[Start of section]

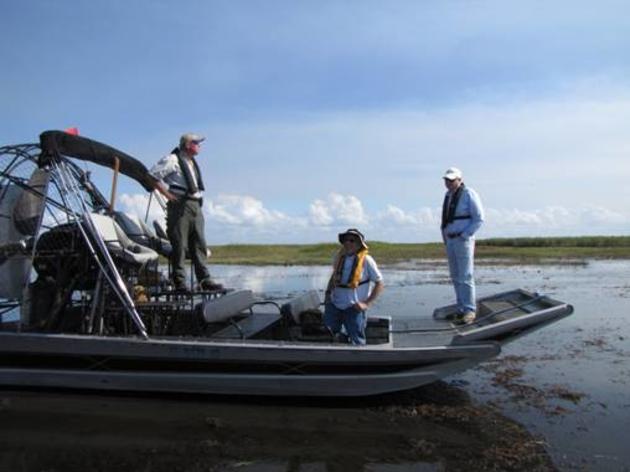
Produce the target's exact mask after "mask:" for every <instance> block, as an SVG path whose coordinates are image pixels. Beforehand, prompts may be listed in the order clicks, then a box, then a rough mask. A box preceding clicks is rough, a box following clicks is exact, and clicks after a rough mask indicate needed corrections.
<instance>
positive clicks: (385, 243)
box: [211, 236, 630, 265]
mask: <svg viewBox="0 0 630 472" xmlns="http://www.w3.org/2000/svg"><path fill="white" fill-rule="evenodd" d="M369 244H370V253H371V254H372V255H373V256H374V257H375V259H376V260H377V261H378V262H379V264H396V263H401V262H405V261H409V260H434V259H443V258H444V257H445V253H444V246H443V244H441V243H418V244H415V243H386V242H381V241H374V242H370V243H369ZM338 247H339V245H338V244H334V243H320V244H227V245H222V246H213V247H212V259H211V262H212V263H213V264H239V265H327V264H330V262H331V258H332V256H333V254H334V253H335V251H336V250H337V249H338ZM476 259H477V261H478V262H479V263H482V264H483V263H484V262H491V261H493V260H501V261H502V262H504V263H513V264H519V263H527V264H531V263H549V262H551V263H558V262H560V263H562V262H563V261H569V260H570V261H572V262H575V261H576V260H586V259H630V236H599V237H591V236H588V237H586V236H585V237H575V238H503V239H485V240H484V239H482V240H478V241H477V248H476Z"/></svg>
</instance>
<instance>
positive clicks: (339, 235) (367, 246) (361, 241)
mask: <svg viewBox="0 0 630 472" xmlns="http://www.w3.org/2000/svg"><path fill="white" fill-rule="evenodd" d="M350 235H352V236H356V237H357V238H359V241H360V242H361V246H363V247H364V248H365V249H367V248H368V245H367V243H366V242H365V236H363V233H362V232H361V231H359V230H358V229H356V228H348V229H347V230H346V231H344V232H343V233H339V242H340V243H341V244H343V240H344V238H345V237H346V236H350Z"/></svg>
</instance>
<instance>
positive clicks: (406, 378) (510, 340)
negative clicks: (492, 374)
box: [0, 131, 573, 396]
mask: <svg viewBox="0 0 630 472" xmlns="http://www.w3.org/2000/svg"><path fill="white" fill-rule="evenodd" d="M39 138H40V139H39V143H34V144H22V145H12V146H4V147H2V148H0V218H2V219H3V220H4V221H3V222H2V224H1V225H0V386H3V387H7V388H8V387H10V388H64V389H80V390H109V391H135V392H186V393H202V394H229V395H269V396H366V395H375V394H381V393H385V392H393V391H399V390H406V389H412V388H415V387H418V386H421V385H424V384H427V383H431V382H434V381H436V380H439V379H441V378H444V377H446V376H449V375H452V374H454V373H457V372H460V371H463V370H466V369H469V368H471V367H473V366H475V365H477V364H479V363H481V362H483V361H484V360H487V359H489V358H492V357H494V356H497V355H498V354H499V353H500V352H501V349H502V346H503V345H505V344H506V343H508V342H510V341H513V340H515V339H517V338H518V337H520V336H523V335H525V334H528V333H530V332H532V331H535V330H537V329H540V328H542V327H544V326H546V325H549V324H550V323H553V322H556V321H558V320H560V319H562V318H563V317H566V316H568V315H570V314H571V313H572V311H573V308H572V307H571V305H568V304H566V303H563V302H560V301H557V300H554V299H552V298H550V297H548V296H545V295H541V294H537V293H530V292H528V291H525V290H521V289H515V290H511V291H507V292H503V293H498V294H495V295H492V296H490V297H484V298H480V299H479V300H477V306H478V317H477V320H476V321H475V322H474V323H472V324H468V325H464V326H461V325H456V324H454V323H453V322H452V317H453V316H454V314H455V307H454V306H445V307H440V308H437V309H436V310H435V311H434V312H433V313H432V314H431V313H428V314H427V316H426V317H424V318H422V317H421V316H418V317H417V318H416V319H413V320H410V319H408V318H403V319H396V317H395V316H393V317H392V316H370V318H369V320H368V326H367V345H366V346H352V345H348V344H346V343H340V342H339V341H338V340H337V339H336V338H335V337H333V336H331V334H330V333H329V332H328V331H327V329H326V328H325V327H324V326H323V324H322V321H321V306H320V305H321V302H320V293H319V292H317V291H307V292H304V293H302V294H299V296H297V297H295V298H293V299H289V300H286V301H285V302H284V303H277V302H276V301H273V300H265V299H261V298H259V297H257V296H255V295H254V293H253V292H252V291H250V290H229V289H224V290H219V291H212V292H204V291H200V290H193V291H192V292H191V293H186V294H182V293H177V292H174V291H173V290H172V287H171V286H170V283H169V277H168V272H167V271H166V273H165V269H164V265H165V264H164V263H163V262H162V263H161V262H160V261H164V260H167V258H168V255H169V252H170V244H169V242H168V238H167V237H166V235H165V233H164V231H163V229H162V227H161V226H160V224H159V222H156V221H153V222H151V223H149V222H148V212H147V216H145V219H144V220H143V219H142V218H141V217H139V216H137V215H133V214H128V213H124V212H120V211H116V210H115V209H114V205H113V198H114V197H113V195H114V190H115V181H116V180H115V179H116V177H117V175H118V173H122V174H123V175H126V176H128V177H130V178H131V179H133V180H134V181H135V182H137V183H138V184H139V185H140V186H141V187H142V188H143V189H144V190H145V191H146V192H149V193H151V192H152V190H153V188H154V184H155V182H154V181H153V178H152V177H151V175H150V174H149V173H148V171H147V169H146V167H145V166H144V165H143V164H142V163H141V162H140V161H138V160H137V159H135V158H134V157H132V156H130V155H128V154H126V153H124V152H122V151H120V150H118V149H115V148H113V147H110V146H108V145H106V144H103V143H100V142H97V141H94V140H91V139H88V138H86V137H82V136H77V135H74V134H70V133H66V132H63V131H46V132H44V133H42V134H41V135H40V137H39ZM80 161H90V162H92V163H94V164H96V165H98V166H104V167H107V168H111V169H112V172H113V173H112V175H113V189H112V198H110V200H107V199H106V198H105V197H104V196H103V194H102V193H101V192H100V191H99V189H98V188H97V186H96V185H95V184H94V182H93V181H92V179H91V176H90V173H89V172H87V171H85V170H83V169H82V168H81V166H80V165H79V162H80ZM155 198H156V199H157V198H159V196H157V195H155ZM160 258H162V259H160ZM165 258H166V259H165Z"/></svg>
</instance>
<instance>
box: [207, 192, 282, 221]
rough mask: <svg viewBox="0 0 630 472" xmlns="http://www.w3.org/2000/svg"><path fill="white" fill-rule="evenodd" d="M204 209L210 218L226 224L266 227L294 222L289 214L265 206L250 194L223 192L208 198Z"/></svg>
mask: <svg viewBox="0 0 630 472" xmlns="http://www.w3.org/2000/svg"><path fill="white" fill-rule="evenodd" d="M204 210H205V213H206V215H208V217H209V219H210V220H214V221H215V222H217V223H221V224H226V225H237V226H255V227H264V226H274V225H285V224H287V223H292V222H293V221H292V218H290V217H289V216H287V215H285V214H284V213H282V212H280V211H276V210H269V209H267V208H265V206H264V205H263V203H262V202H261V201H260V200H257V199H256V198H254V197H251V196H249V195H234V194H232V195H228V194H221V195H218V196H217V197H216V198H215V199H212V200H211V199H206V204H205V206H204Z"/></svg>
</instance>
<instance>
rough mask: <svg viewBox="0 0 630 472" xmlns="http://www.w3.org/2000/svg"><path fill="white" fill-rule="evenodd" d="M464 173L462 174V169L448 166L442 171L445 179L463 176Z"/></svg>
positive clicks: (454, 177)
mask: <svg viewBox="0 0 630 472" xmlns="http://www.w3.org/2000/svg"><path fill="white" fill-rule="evenodd" d="M463 177H464V175H463V174H462V171H461V170H459V169H458V168H457V167H449V168H448V169H446V172H444V177H443V178H444V179H447V180H455V179H461V178H463Z"/></svg>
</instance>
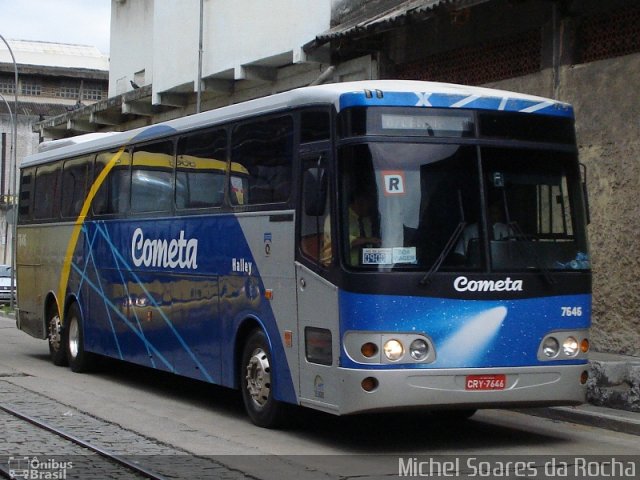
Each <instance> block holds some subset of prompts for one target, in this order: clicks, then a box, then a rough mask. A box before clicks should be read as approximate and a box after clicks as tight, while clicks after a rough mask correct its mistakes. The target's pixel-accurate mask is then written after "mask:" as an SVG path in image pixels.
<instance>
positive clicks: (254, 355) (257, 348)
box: [245, 348, 271, 407]
mask: <svg viewBox="0 0 640 480" xmlns="http://www.w3.org/2000/svg"><path fill="white" fill-rule="evenodd" d="M245 379H246V381H247V391H248V392H249V395H251V399H252V400H253V402H254V403H255V404H256V405H257V406H259V407H264V406H265V404H266V403H267V401H268V400H269V395H270V393H271V367H270V365H269V359H268V357H267V354H266V353H265V351H264V350H262V349H261V348H257V349H255V350H254V352H253V354H252V355H251V358H250V359H249V362H248V364H247V375H246V377H245Z"/></svg>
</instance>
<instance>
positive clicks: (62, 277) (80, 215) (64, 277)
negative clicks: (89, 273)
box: [56, 146, 125, 323]
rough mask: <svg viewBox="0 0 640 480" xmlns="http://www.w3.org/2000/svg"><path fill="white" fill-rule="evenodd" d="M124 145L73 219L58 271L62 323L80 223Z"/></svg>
mask: <svg viewBox="0 0 640 480" xmlns="http://www.w3.org/2000/svg"><path fill="white" fill-rule="evenodd" d="M124 149H125V147H124V146H123V147H122V148H121V149H120V150H118V151H117V152H116V153H114V155H113V157H112V158H111V160H109V163H107V165H106V166H105V167H104V168H103V169H102V171H101V172H100V175H98V178H96V179H95V181H94V182H93V185H91V188H90V189H89V193H88V195H87V198H85V200H84V203H83V204H82V209H81V210H80V215H78V218H77V219H76V221H75V225H74V226H73V232H72V233H71V238H70V239H69V244H68V245H67V253H66V254H65V256H64V262H63V264H62V272H61V273H60V284H59V286H58V298H57V300H56V301H57V302H58V314H59V315H60V322H61V323H64V308H60V302H61V301H64V298H65V296H66V293H67V285H68V284H69V274H70V273H71V262H72V261H73V252H75V250H76V245H77V243H78V238H79V237H80V232H81V231H82V225H83V224H84V220H85V218H86V216H87V213H89V208H90V207H91V202H92V201H93V198H94V197H95V196H96V194H97V193H98V189H99V188H100V186H101V185H102V184H103V183H104V180H105V178H107V175H109V172H110V171H111V169H112V168H113V167H114V166H115V164H116V163H118V160H120V157H121V156H122V154H123V152H124Z"/></svg>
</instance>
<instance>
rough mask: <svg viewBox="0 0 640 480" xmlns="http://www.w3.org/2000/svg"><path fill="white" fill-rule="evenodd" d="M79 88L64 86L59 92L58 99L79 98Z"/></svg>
mask: <svg viewBox="0 0 640 480" xmlns="http://www.w3.org/2000/svg"><path fill="white" fill-rule="evenodd" d="M79 91H80V90H79V89H78V87H69V86H62V87H60V88H59V89H58V91H57V95H56V96H57V97H60V98H74V99H75V98H78V93H79Z"/></svg>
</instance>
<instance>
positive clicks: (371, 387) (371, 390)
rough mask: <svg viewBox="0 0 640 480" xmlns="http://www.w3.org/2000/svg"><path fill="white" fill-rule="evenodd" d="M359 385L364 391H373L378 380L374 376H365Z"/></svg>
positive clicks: (377, 381)
mask: <svg viewBox="0 0 640 480" xmlns="http://www.w3.org/2000/svg"><path fill="white" fill-rule="evenodd" d="M360 386H361V387H362V389H363V390H364V391H365V392H373V391H374V390H375V389H376V388H378V380H377V379H376V378H374V377H367V378H365V379H364V380H362V382H361V383H360Z"/></svg>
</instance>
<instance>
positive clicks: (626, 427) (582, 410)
mask: <svg viewBox="0 0 640 480" xmlns="http://www.w3.org/2000/svg"><path fill="white" fill-rule="evenodd" d="M518 411H519V412H521V413H526V414H528V415H533V416H536V417H543V418H549V419H551V420H561V421H564V422H572V423H577V424H580V425H588V426H592V427H599V428H605V429H607V430H613V431H616V432H621V433H628V434H630V435H640V413H635V412H627V411H625V410H616V409H613V408H605V407H597V406H595V405H588V404H585V405H580V406H578V407H548V408H530V409H520V410H518Z"/></svg>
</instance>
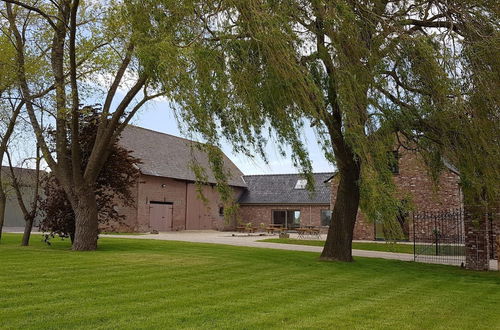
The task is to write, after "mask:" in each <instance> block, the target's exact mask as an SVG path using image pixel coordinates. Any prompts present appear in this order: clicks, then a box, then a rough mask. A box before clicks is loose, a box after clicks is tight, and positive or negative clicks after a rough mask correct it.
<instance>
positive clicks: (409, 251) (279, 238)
mask: <svg viewBox="0 0 500 330" xmlns="http://www.w3.org/2000/svg"><path fill="white" fill-rule="evenodd" d="M259 242H270V243H282V244H296V245H312V246H323V245H325V241H322V240H307V239H294V238H268V239H263V240H260V241H259ZM352 248H353V249H356V250H369V251H383V252H397V253H411V254H413V245H412V244H398V243H375V242H374V243H365V242H363V243H359V242H353V243H352Z"/></svg>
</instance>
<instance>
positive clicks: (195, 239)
mask: <svg viewBox="0 0 500 330" xmlns="http://www.w3.org/2000/svg"><path fill="white" fill-rule="evenodd" d="M102 236H103V237H121V238H134V239H156V240H165V241H183V242H196V243H213V244H226V245H234V246H248V247H256V248H269V249H280V250H292V251H307V252H317V253H321V251H322V250H323V248H322V247H320V246H309V245H294V244H280V243H269V242H258V241H259V240H262V239H266V238H277V235H274V236H272V235H259V234H241V233H234V232H218V231H180V232H166V233H160V234H145V235H102ZM291 238H295V237H294V236H293V234H292V235H291ZM365 242H366V241H365ZM370 243H373V242H372V241H370ZM381 244H385V242H381ZM352 254H353V256H357V257H368V258H382V259H394V260H402V261H413V254H408V253H394V252H381V251H367V250H354V249H353V250H352ZM438 263H441V262H438ZM445 264H454V265H456V266H459V265H460V262H459V263H458V264H457V263H456V262H455V263H453V262H448V263H445ZM490 268H491V269H497V262H496V260H492V262H491V264H490Z"/></svg>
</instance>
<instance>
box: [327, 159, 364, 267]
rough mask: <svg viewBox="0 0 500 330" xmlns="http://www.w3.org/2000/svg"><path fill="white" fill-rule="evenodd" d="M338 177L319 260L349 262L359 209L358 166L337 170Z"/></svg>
mask: <svg viewBox="0 0 500 330" xmlns="http://www.w3.org/2000/svg"><path fill="white" fill-rule="evenodd" d="M353 163H354V162H353ZM339 176H340V181H339V185H338V188H337V198H336V200H335V205H334V207H333V211H332V223H331V225H330V228H329V229H328V236H327V238H326V242H325V246H324V248H323V252H322V253H321V259H323V260H337V261H347V262H351V261H352V238H353V232H354V225H355V224H356V216H357V215H358V207H359V195H360V192H359V178H360V169H359V166H358V165H357V164H353V166H352V167H351V168H349V169H344V170H342V168H339Z"/></svg>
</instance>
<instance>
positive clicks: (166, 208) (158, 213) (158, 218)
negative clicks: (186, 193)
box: [149, 202, 173, 231]
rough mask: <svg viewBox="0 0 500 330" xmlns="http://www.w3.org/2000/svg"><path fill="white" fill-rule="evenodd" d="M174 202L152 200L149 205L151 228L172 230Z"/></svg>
mask: <svg viewBox="0 0 500 330" xmlns="http://www.w3.org/2000/svg"><path fill="white" fill-rule="evenodd" d="M172 209H173V208H172V204H165V203H155V202H151V203H150V205H149V226H150V228H151V230H157V231H171V230H172Z"/></svg>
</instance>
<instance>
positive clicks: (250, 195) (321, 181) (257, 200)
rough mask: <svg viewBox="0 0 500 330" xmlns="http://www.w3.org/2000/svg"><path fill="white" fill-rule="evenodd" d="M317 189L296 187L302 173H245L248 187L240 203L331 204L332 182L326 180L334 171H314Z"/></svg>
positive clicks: (240, 199)
mask: <svg viewBox="0 0 500 330" xmlns="http://www.w3.org/2000/svg"><path fill="white" fill-rule="evenodd" d="M313 175H314V179H315V189H314V192H309V191H308V190H306V189H295V186H296V184H297V181H298V180H300V179H303V177H302V176H301V175H300V174H275V175H245V176H244V177H243V179H244V180H245V182H246V184H247V186H248V189H247V190H246V191H245V192H244V193H243V194H242V195H241V197H240V200H239V201H238V202H239V203H240V204H330V191H331V190H330V184H329V183H327V182H325V181H327V180H328V179H329V178H330V177H332V176H333V173H332V172H328V173H314V174H313Z"/></svg>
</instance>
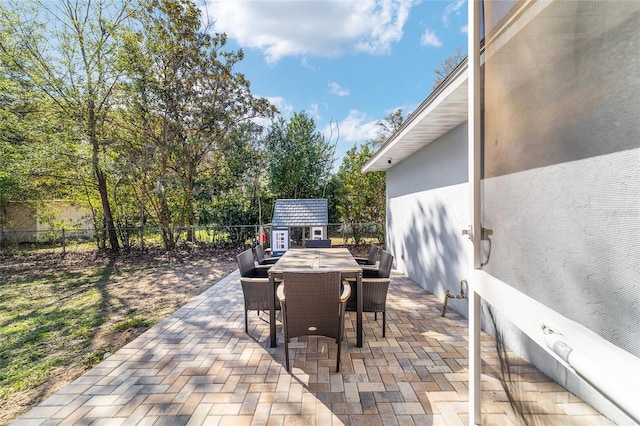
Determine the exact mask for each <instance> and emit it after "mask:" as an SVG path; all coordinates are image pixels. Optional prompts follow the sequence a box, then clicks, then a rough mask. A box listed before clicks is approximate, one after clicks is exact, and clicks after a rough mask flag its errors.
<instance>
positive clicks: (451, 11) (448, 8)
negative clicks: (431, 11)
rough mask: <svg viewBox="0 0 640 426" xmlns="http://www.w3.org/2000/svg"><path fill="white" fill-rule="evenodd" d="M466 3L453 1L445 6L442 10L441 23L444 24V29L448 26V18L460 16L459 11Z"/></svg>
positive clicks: (463, 0)
mask: <svg viewBox="0 0 640 426" xmlns="http://www.w3.org/2000/svg"><path fill="white" fill-rule="evenodd" d="M466 3H467V0H455V1H453V2H451V3H449V4H448V5H447V7H446V8H445V10H444V15H443V16H442V22H443V23H444V25H445V27H447V26H449V21H450V19H449V16H450V15H460V10H461V9H462V6H464V5H465V4H466Z"/></svg>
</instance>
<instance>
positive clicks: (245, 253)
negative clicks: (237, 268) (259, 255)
mask: <svg viewBox="0 0 640 426" xmlns="http://www.w3.org/2000/svg"><path fill="white" fill-rule="evenodd" d="M236 261H237V262H238V269H239V270H240V276H241V277H247V278H269V268H271V265H256V262H255V260H254V259H253V250H252V249H248V250H245V251H243V252H242V253H240V254H239V255H238V256H237V257H236Z"/></svg>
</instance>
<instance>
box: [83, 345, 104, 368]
mask: <svg viewBox="0 0 640 426" xmlns="http://www.w3.org/2000/svg"><path fill="white" fill-rule="evenodd" d="M107 352H111V347H109V346H103V347H101V348H98V349H96V350H94V351H91V352H87V353H86V354H84V355H83V356H82V363H83V364H84V365H85V366H86V367H87V368H91V367H93V366H94V365H97V364H99V363H100V361H102V360H103V359H104V355H105V354H106V353H107Z"/></svg>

[End of section]

Copy the data above from the start through the line that contains "box: [211, 236, 630, 265]", with both ends included. Leave the pictures out of your copy.

» **Completed exercise**:
Produce the target's exact mask after "mask:" for every <instance> block, as an SVG path whose coordinates are image pixels. Beforehand, prompts may be listed in the order clicks, then a box, then a rough mask. A box preceding clicks is rough, a box following clicks is exact, and clicks after a rough mask indicate needed corrections.
<instance>
positive clicks: (385, 243)
box: [211, 236, 630, 265]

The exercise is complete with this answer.